_Instruction_.
Format the entries from the first line through the line containing "83L695 140L810 186L815" as a Markdown table with the columns Row and Line, one line per row, omitting blank lines.

_Supplied records_.
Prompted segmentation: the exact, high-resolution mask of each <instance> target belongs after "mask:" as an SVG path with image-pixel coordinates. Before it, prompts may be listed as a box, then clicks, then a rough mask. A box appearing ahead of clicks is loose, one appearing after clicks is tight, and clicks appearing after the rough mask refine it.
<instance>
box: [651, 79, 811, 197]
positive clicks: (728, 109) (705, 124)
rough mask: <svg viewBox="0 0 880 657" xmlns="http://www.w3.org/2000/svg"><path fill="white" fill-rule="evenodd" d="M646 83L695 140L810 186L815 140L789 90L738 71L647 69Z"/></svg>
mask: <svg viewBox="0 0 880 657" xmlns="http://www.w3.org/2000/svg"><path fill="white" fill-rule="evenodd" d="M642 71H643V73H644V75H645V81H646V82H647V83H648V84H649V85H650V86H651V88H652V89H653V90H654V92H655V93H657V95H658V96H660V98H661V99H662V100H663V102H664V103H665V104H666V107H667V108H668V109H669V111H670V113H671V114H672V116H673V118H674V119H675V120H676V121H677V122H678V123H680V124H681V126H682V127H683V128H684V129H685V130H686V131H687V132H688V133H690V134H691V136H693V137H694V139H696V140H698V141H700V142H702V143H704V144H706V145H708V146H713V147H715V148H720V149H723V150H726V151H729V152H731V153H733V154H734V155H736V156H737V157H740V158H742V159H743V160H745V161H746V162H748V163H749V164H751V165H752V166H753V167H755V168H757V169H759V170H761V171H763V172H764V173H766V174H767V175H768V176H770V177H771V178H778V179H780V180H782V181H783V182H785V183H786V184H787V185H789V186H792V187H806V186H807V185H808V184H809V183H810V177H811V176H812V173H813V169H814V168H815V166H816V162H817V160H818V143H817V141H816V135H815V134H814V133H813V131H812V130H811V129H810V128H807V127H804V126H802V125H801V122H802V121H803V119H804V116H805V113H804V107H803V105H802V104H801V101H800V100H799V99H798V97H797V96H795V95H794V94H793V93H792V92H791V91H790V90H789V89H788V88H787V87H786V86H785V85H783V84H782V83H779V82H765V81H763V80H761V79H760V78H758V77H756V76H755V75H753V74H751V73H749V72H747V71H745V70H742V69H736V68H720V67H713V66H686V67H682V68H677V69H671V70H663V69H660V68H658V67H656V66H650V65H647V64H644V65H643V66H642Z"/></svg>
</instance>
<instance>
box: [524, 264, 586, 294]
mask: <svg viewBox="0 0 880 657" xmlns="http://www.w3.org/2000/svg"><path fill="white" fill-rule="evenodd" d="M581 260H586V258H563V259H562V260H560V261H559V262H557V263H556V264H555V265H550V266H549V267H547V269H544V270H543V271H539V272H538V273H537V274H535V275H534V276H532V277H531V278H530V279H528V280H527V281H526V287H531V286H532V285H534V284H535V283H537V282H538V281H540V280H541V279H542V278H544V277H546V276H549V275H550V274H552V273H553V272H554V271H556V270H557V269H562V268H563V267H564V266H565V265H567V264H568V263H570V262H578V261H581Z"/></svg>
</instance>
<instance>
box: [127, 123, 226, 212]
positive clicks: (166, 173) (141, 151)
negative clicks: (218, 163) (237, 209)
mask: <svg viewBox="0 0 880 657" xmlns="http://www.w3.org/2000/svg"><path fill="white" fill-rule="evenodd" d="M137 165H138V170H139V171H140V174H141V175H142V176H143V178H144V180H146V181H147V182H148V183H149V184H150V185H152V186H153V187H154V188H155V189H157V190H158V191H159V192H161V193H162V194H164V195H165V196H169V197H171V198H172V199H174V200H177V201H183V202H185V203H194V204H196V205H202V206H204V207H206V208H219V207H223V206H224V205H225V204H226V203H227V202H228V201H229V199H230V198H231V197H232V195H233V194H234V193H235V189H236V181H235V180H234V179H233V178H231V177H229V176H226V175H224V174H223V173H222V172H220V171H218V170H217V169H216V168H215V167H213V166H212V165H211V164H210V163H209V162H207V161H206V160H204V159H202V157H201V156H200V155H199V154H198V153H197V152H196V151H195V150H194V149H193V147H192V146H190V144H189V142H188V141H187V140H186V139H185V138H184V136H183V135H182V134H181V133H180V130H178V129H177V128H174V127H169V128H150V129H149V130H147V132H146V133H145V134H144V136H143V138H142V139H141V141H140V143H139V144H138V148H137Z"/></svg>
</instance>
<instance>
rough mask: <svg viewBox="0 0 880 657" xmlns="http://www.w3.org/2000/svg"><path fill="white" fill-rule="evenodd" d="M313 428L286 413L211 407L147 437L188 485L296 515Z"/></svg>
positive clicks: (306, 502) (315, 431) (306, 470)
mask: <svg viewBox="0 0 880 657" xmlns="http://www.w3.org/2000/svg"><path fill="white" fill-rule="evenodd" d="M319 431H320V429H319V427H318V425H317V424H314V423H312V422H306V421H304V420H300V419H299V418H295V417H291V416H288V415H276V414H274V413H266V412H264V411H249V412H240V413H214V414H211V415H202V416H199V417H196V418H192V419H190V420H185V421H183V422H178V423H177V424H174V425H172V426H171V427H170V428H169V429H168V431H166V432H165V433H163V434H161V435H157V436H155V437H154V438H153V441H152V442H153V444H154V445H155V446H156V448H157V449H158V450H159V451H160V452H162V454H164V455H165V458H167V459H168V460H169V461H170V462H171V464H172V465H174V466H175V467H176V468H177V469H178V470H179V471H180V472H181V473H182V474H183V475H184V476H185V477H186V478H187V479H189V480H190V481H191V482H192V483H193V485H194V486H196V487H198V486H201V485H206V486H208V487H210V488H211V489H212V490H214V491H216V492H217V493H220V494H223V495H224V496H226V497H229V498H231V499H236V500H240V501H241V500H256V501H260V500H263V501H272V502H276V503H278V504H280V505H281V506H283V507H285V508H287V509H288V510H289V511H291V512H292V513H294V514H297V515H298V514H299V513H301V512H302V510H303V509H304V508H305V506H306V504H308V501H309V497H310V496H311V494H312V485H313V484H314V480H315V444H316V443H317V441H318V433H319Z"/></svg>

_Solution below_.
| Row | Line |
|---|---|
| 1 | Prompted segmentation: the exact, high-resolution mask of each <instance> target belongs after "mask:" as an SVG path with image-pixel coordinates. Before it, prompts may be listed as a box, then clicks, then a rough mask. A box appearing ahead of clicks is loose, one appearing after clicks is tight, and clicks appearing after the rough mask refine it. |
| 2 | <instance> |
| 3 | box: [651, 79, 811, 197] |
| 4 | positive clicks: (728, 109) (705, 124) |
| 5 | rough mask: <svg viewBox="0 0 880 657" xmlns="http://www.w3.org/2000/svg"><path fill="white" fill-rule="evenodd" d="M646 83L695 140L810 186L815 140L789 90L738 71L647 69Z"/></svg> |